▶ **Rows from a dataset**
___
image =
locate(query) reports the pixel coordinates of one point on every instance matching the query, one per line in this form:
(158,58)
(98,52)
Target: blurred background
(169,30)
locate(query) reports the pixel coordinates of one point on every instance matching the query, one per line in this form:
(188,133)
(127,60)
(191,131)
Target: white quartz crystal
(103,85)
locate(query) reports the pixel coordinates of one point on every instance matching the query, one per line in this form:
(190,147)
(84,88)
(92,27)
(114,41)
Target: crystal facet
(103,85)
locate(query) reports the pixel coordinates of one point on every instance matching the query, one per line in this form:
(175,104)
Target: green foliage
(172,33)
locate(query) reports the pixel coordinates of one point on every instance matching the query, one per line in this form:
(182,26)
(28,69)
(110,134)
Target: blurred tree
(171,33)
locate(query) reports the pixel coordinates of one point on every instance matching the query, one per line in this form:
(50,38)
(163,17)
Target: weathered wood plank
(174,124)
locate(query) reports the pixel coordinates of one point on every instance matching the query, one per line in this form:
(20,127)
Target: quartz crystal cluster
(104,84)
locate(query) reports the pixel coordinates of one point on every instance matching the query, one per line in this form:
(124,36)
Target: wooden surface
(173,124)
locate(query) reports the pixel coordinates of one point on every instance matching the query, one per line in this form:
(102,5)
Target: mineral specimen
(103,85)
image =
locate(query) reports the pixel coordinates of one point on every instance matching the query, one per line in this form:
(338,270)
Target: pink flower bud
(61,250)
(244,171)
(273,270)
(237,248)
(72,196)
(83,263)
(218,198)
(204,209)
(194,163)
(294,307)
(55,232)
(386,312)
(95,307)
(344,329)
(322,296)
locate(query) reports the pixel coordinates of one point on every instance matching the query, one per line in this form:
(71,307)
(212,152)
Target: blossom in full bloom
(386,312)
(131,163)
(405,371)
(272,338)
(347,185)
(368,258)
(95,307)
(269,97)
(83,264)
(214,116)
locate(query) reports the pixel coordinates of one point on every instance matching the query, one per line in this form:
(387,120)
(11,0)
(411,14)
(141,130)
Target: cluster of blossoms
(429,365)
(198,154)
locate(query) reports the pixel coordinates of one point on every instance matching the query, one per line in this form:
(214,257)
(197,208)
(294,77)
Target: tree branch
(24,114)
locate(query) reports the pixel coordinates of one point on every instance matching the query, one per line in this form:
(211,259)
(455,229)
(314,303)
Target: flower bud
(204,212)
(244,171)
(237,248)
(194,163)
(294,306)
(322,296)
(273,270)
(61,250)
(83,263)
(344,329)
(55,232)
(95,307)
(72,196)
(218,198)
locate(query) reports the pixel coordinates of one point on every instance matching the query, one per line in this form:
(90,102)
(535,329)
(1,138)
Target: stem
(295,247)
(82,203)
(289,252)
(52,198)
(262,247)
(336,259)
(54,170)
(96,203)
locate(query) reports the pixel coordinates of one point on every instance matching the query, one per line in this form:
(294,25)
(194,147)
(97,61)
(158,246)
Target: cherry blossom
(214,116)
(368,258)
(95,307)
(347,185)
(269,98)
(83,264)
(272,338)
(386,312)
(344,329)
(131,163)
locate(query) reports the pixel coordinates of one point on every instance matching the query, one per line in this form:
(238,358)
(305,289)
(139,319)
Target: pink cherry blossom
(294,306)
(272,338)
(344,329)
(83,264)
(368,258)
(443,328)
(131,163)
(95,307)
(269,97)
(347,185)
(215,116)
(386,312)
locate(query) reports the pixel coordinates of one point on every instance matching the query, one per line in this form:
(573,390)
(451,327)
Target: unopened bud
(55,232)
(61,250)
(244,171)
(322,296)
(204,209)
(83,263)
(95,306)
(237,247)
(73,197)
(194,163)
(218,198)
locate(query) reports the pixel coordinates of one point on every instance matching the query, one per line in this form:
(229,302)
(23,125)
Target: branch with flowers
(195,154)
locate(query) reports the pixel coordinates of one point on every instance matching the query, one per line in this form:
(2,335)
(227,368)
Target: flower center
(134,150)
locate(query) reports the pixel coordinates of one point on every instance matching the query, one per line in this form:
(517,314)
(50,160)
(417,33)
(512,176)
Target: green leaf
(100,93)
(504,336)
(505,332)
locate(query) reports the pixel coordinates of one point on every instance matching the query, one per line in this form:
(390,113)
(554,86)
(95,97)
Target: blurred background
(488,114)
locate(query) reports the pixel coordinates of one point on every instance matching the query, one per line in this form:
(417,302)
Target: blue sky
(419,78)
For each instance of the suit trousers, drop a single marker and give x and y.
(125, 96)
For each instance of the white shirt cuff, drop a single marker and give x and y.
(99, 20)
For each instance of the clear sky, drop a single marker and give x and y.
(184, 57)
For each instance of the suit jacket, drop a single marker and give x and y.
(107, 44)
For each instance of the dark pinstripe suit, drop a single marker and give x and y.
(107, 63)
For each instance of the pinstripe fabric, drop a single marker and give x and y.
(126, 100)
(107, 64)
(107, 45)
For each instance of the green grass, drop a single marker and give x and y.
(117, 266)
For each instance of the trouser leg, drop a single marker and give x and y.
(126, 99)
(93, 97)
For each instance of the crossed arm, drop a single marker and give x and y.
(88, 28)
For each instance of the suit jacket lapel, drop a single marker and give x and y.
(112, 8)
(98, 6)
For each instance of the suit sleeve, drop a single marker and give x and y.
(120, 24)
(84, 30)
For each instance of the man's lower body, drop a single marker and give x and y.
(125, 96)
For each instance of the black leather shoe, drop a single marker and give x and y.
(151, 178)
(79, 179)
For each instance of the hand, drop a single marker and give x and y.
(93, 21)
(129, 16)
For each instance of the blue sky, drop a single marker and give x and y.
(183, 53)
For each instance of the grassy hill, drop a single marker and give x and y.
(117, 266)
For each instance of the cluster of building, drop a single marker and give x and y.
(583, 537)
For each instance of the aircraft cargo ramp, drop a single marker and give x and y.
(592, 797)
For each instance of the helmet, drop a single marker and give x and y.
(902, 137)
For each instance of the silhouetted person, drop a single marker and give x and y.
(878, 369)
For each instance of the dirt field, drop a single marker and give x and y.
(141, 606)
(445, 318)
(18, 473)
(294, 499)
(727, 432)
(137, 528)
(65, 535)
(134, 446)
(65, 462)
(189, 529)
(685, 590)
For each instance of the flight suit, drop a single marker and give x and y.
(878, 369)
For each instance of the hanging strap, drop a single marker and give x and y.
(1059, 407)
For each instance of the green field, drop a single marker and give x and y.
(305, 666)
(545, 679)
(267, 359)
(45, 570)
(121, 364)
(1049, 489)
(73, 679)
___
▶ **DIRECTIONS**
Copy the entries above exactly, leaving none out.

▶ **TASK SOLUTION**
image =
locate(query) reports the pixel coordinates of one point on every instance matching the query, one per line in this form:
(158,58)
(98,52)
Target: blurred background
(169,30)
locate(query) reports the pixel coordinates of one point on every instance matching the query, one per line in this form:
(188,133)
(127,60)
(191,131)
Target: white quartz crystal
(103,85)
locate(query) reports the pixel coordinates of one point on every instance matching the query, one per line in this form:
(190,147)
(84,88)
(92,27)
(114,41)
Target: crystal facet
(103,85)
locate(query) reports the pixel coordinates of one point on every instance matching the query, one per line in this form:
(175,104)
Target: green foliage
(172,33)
locate(query) reports the pixel coordinates of one point on every instance matching the query, one per line in this form:
(182,26)
(28,69)
(110,134)
Target: blurred tree
(171,33)
locate(query) reports the pixel coordinates of one point on every instance matching the query, one per line in this form:
(50,38)
(163,17)
Target: weathered wood plank
(174,124)
locate(query) reports the pixel coordinates of one point on every instance matching the query, one per line in this form:
(20,127)
Target: quartz crystal cluster
(104,84)
locate(query) reports the pixel coordinates of one point on every instance matching the query, one per line in this form:
(124,36)
Target: wooden surface
(173,124)
locate(query) reports the pixel coordinates of one point on every instance matching the query, one per line in this form:
(102,5)
Target: mineral specimen
(103,85)
image =
locate(query) reports the pixel coordinates of one point on every instance matching the query, one per line in this form:
(338,270)
Target: pink flower bud
(61,250)
(244,171)
(273,270)
(237,248)
(72,196)
(83,263)
(218,198)
(204,209)
(194,163)
(294,307)
(55,232)
(386,312)
(95,307)
(344,329)
(322,296)
locate(query) reports the pixel coordinates of one point on every instance matching the query, one per line in this form:
(71,307)
(212,152)
Target: blossom in full bloom
(386,312)
(131,163)
(405,371)
(272,338)
(347,185)
(368,258)
(95,307)
(269,97)
(83,264)
(214,116)
locate(query) reports the pixel coordinates of one point on every instance matching the query, one per line in this form:
(387,120)
(11,0)
(411,14)
(141,130)
Target: cluster of blossoms
(429,365)
(198,154)
locate(query) reports the pixel coordinates of one point on every instance matching the query, one per line in this form:
(214,257)
(197,208)
(294,77)
Target: tree branch
(24,114)
locate(query) reports the pixel coordinates of one point on every instance matching the query, one per line in this form:
(211,259)
(455,229)
(314,303)
Target: flower bud
(204,212)
(244,171)
(237,248)
(194,163)
(294,306)
(322,296)
(273,270)
(61,250)
(83,263)
(344,329)
(55,232)
(95,307)
(72,196)
(218,198)
locate(query) reports the pixel coordinates of one point on every instance matching the query, one per line in this form:
(90,102)
(535,329)
(1,138)
Target: stem
(295,247)
(82,203)
(289,252)
(52,198)
(262,247)
(336,259)
(54,170)
(96,203)
locate(query) reports the pixel coordinates of one point on every instance matching the query, one per line in this form:
(294,25)
(194,147)
(97,61)
(158,246)
Target: cherry blossom
(214,116)
(368,258)
(95,307)
(347,185)
(269,98)
(83,264)
(272,338)
(386,312)
(344,329)
(131,163)
locate(query) reports the pixel coordinates of one point on every instance matching the query, one per line in this form:
(238,358)
(305,289)
(139,319)
Target: pink cherry blossom
(294,306)
(272,338)
(344,329)
(83,264)
(368,258)
(443,328)
(131,163)
(95,307)
(269,97)
(347,185)
(215,116)
(386,312)
locate(query) reports the pixel coordinates of one point on every instance matching the query, one per line in this form:
(573,390)
(451,327)
Target: unopened bud
(55,232)
(61,250)
(244,171)
(322,296)
(204,209)
(83,263)
(95,306)
(237,247)
(73,197)
(194,163)
(218,198)
locate(query) reports the pixel coordinates of one point on every instance matching the query, one per line in this form:
(229,302)
(23,125)
Target: branch with flowers
(195,154)
locate(query) reports the pixel coordinates of one point on every instance matching the query, one per line in this form:
(2,335)
(227,368)
Target: flower center
(134,150)
locate(query) reports the pixel coordinates of one point on every instance matching the query, one per line in this form:
(517,314)
(50,160)
(417,33)
(512,176)
Target: green leaf
(100,93)
(504,336)
(505,332)
locate(query) reports the pixel coordinates of one point on every instance matching the query, one per line in this form:
(390,113)
(554,86)
(95,97)
Target: blurred background
(488,114)
locate(query) reports the pixel coordinates of one point on every instance matching the query, one per line in this form:
(417,302)
Target: blue sky
(419,78)
For each instance of the suit trousers, drop a single marker and give x and y.
(125, 96)
For each instance of the white shirt cuff, drop a single marker and give x and y.
(99, 20)
For each instance of the clear sky, drop a single marker and give x and y.
(184, 57)
For each instance of the suit jacket, drop a single marker and give x and y.
(107, 44)
For each instance of the dark pinstripe suit, drop a single marker and give x and y.
(107, 63)
For each instance of the pinstripe fabric, drop a single marker and give x and y.
(126, 100)
(107, 64)
(107, 45)
For each instance of the green grass, drop a single marker and give x and y.
(117, 266)
For each instance of the trouser leg, drop a single marker and give x and y.
(126, 99)
(93, 97)
For each instance of the crossed arm, drop a single marker and give x and y.
(88, 28)
For each instance of the suit jacket lapel, drop a single marker and give x and y.
(112, 8)
(98, 6)
For each instance of the suit sleeve, drop a single marker and give x and y.
(120, 24)
(84, 30)
For each instance of the man's lower body, drop a single marker and give x and y.
(125, 96)
For each instance of the black leather shoe, drop a single marker and give x and y.
(151, 178)
(79, 179)
For each instance of the hand, drop a single marker and give x and y.
(93, 21)
(129, 16)
For each instance of the blue sky, drop a single marker and give x and y.
(183, 53)
For each instance of the grassy hill, drop a single marker and give x and y.
(117, 266)
For each instance of the cluster of building, drop a single marker and give x and y.
(583, 537)
For each instance of the aircraft cargo ramp, drop a single marker and give x and y.
(592, 797)
For each instance of the helmet, drop a single marker and give x and y.
(902, 137)
For each instance of the silhouetted person, drop a single marker and give x and y.
(878, 369)
For each instance of the dirt field, drop a single marker and give x and y.
(141, 606)
(445, 318)
(18, 473)
(294, 499)
(727, 432)
(137, 528)
(65, 535)
(134, 446)
(65, 462)
(189, 529)
(685, 590)
For each instance of the flight suit, drop a single marker and give x and y.
(878, 369)
For each instance of the hanging strap, drop a single marker and give x and y.
(1059, 407)
For each instance of the green field, drop a single marker and give x and y.
(305, 666)
(545, 679)
(267, 359)
(45, 570)
(121, 364)
(1049, 489)
(73, 679)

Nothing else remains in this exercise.